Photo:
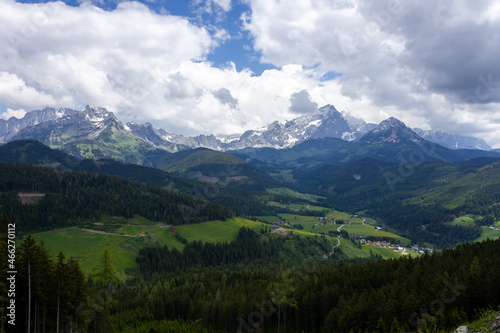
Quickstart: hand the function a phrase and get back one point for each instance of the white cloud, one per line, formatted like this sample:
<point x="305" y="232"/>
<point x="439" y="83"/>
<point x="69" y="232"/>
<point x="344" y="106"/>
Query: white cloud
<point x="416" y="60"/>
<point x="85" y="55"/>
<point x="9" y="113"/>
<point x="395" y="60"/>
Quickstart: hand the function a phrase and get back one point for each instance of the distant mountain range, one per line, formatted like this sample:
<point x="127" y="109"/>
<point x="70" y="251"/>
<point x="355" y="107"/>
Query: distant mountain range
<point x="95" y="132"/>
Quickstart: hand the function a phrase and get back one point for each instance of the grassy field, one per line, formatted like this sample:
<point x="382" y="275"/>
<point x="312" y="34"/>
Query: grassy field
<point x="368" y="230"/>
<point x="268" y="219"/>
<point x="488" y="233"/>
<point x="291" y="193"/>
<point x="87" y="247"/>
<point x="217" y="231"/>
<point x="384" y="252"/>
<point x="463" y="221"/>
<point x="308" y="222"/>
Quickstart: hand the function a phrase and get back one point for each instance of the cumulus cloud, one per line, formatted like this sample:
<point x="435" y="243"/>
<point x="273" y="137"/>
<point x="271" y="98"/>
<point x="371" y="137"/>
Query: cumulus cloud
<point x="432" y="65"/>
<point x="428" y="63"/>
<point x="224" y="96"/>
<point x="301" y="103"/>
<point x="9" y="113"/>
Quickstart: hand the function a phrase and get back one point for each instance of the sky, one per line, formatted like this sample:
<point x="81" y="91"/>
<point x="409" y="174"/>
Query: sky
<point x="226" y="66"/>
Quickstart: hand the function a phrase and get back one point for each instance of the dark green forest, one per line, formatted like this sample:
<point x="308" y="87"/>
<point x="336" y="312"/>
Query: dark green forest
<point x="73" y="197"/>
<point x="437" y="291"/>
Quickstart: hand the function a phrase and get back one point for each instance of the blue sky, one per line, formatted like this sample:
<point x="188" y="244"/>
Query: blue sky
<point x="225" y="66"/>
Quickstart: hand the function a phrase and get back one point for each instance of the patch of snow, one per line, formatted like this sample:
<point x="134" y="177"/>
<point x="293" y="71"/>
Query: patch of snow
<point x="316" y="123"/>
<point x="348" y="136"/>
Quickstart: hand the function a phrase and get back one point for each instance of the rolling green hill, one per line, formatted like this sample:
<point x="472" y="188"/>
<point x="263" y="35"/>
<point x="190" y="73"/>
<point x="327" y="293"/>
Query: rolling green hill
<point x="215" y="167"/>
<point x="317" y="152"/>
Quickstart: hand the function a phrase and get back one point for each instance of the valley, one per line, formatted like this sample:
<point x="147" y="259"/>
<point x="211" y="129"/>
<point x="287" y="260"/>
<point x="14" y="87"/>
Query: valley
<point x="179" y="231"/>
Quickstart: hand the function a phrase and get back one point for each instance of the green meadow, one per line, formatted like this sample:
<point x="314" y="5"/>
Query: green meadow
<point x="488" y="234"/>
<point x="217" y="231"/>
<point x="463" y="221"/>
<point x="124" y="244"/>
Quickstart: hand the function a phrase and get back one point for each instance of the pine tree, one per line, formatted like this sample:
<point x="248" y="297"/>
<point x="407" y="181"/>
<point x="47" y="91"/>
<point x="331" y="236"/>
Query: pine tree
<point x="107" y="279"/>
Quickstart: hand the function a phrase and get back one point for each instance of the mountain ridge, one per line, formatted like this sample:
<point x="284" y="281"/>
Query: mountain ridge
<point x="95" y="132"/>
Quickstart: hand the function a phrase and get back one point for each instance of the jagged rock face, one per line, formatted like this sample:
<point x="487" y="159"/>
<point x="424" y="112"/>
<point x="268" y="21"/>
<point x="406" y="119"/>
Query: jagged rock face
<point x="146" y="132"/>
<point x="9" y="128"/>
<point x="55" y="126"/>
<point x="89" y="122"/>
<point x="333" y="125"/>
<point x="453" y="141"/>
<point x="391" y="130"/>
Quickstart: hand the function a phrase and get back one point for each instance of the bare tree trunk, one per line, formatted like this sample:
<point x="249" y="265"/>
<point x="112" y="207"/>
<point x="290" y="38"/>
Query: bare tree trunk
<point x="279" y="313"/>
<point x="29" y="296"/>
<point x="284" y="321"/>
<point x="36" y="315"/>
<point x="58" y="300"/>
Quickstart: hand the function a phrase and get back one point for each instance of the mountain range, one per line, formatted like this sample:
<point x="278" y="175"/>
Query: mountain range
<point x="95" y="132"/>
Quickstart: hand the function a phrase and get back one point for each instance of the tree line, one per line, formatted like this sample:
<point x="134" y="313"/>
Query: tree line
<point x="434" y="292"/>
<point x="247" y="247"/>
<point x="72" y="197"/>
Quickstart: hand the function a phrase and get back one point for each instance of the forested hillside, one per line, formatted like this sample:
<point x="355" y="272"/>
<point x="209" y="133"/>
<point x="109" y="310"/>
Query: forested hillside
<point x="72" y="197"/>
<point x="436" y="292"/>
——————————
_Job_:
Swap "Quickstart" for "Overview" throughout the items above, change nothing else, and leave the pictures out of your answer.

_In response_:
Photo:
Overview: hand the function a phrase and get back one point for each instance of the white cloud, one per line, formatted like this sample:
<point x="305" y="232"/>
<point x="439" y="83"/>
<point x="69" y="232"/>
<point x="344" y="106"/>
Query: white cloud
<point x="416" y="60"/>
<point x="85" y="55"/>
<point x="9" y="113"/>
<point x="395" y="60"/>
Overview: hand the function a phrase and get back one point for each instance of the distant mountain range, one per line, formatted like this sample:
<point x="127" y="109"/>
<point x="70" y="251"/>
<point x="355" y="107"/>
Query: distant mountain range
<point x="95" y="132"/>
Overview: hand the function a phrase and get back one point for each instance of the grassy field, one per line, formatted like this sample:
<point x="382" y="275"/>
<point x="312" y="34"/>
Query: grassy field
<point x="368" y="230"/>
<point x="268" y="219"/>
<point x="488" y="233"/>
<point x="291" y="193"/>
<point x="87" y="247"/>
<point x="217" y="231"/>
<point x="384" y="252"/>
<point x="463" y="221"/>
<point x="308" y="222"/>
Overview: hand the function a phrase and get back one point for each instance of the cumulus cloud, one per line, formatted like this sample:
<point x="435" y="243"/>
<point x="273" y="137"/>
<point x="271" y="98"/>
<point x="371" y="137"/>
Query: cumulus cloud
<point x="432" y="65"/>
<point x="428" y="63"/>
<point x="224" y="96"/>
<point x="301" y="103"/>
<point x="9" y="113"/>
Overview: hand the function a phrase and get back one point for each instance of the sky, one per line, formatted like this sample:
<point x="81" y="91"/>
<point x="409" y="174"/>
Query: sky
<point x="226" y="66"/>
Overview: hand the function a phrase and get back one point for each instance of the dark green forest, one per line, formatted like this sample:
<point x="308" y="87"/>
<point x="336" y="312"/>
Query: dark green forest
<point x="73" y="197"/>
<point x="437" y="291"/>
Overview: hand the function a phrase and get back one point for each instance of the blue sky, one per line, formatted like this sample:
<point x="188" y="244"/>
Query: blue sky
<point x="225" y="66"/>
Overview: hand the function a phrase and get back one point for each instance of the patch of snow, one per line, formatted like this sample:
<point x="134" y="177"/>
<point x="293" y="71"/>
Query: patch of snow
<point x="316" y="123"/>
<point x="348" y="136"/>
Overview: hand the function a phrase and get back one point for each instance of the rolling green hill, one per line, formatted like this sample:
<point x="472" y="188"/>
<point x="263" y="35"/>
<point x="190" y="73"/>
<point x="327" y="293"/>
Query: rolling green hill
<point x="215" y="167"/>
<point x="317" y="152"/>
Overview: hand the function a phrase and get back one point for each instance of the valley, one per line, formatted like this sample:
<point x="147" y="259"/>
<point x="211" y="129"/>
<point x="287" y="260"/>
<point x="14" y="87"/>
Query: valley
<point x="179" y="231"/>
Overview: hand the function a phrase and get back one point for each instance of the green meadow, one per line, formatted like this sample:
<point x="314" y="5"/>
Query: green meadow
<point x="488" y="234"/>
<point x="217" y="231"/>
<point x="463" y="221"/>
<point x="124" y="244"/>
Overview: hand the function a phrase and get back one point for each instance of the pine tree, one per line, formatted like this sample:
<point x="248" y="297"/>
<point x="407" y="181"/>
<point x="47" y="91"/>
<point x="331" y="236"/>
Query: pine tree
<point x="107" y="279"/>
Overview: hand the function a phrase and get back one point for each instance of the mountain ridge, one per line, formatted like this sample:
<point x="284" y="281"/>
Query: mountain ridge
<point x="95" y="132"/>
Overview: hand the function a phrase and get back one point for each instance of the jagged rock face, one per line, formatted like this sample:
<point x="487" y="159"/>
<point x="424" y="112"/>
<point x="268" y="21"/>
<point x="406" y="119"/>
Query: jagged rock face
<point x="146" y="132"/>
<point x="9" y="128"/>
<point x="55" y="126"/>
<point x="89" y="122"/>
<point x="333" y="125"/>
<point x="453" y="141"/>
<point x="391" y="130"/>
Overview: hand the function a phrase and get back one point for each instance of the bare tree trunk, one per line, formatted like this sample:
<point x="249" y="265"/>
<point x="112" y="207"/>
<point x="290" y="38"/>
Query: bare tree trunk
<point x="279" y="313"/>
<point x="29" y="296"/>
<point x="284" y="321"/>
<point x="36" y="315"/>
<point x="58" y="300"/>
Overview: hand the function a phrase and get back one point for each instance of the mountain range, one per line, formatted like this sample:
<point x="278" y="175"/>
Query: mountain range
<point x="95" y="132"/>
Overview: hand the function a phrase and get back one point for each instance of the tree line, one per line, formatted like this sample:
<point x="134" y="313"/>
Query: tree line
<point x="434" y="292"/>
<point x="247" y="247"/>
<point x="72" y="197"/>
Overview: hand the function a phrase and get back one point for each instance of the forested hillside, one per line, formatted like this sample:
<point x="355" y="272"/>
<point x="209" y="133"/>
<point x="109" y="310"/>
Query: forested hillside
<point x="72" y="197"/>
<point x="436" y="292"/>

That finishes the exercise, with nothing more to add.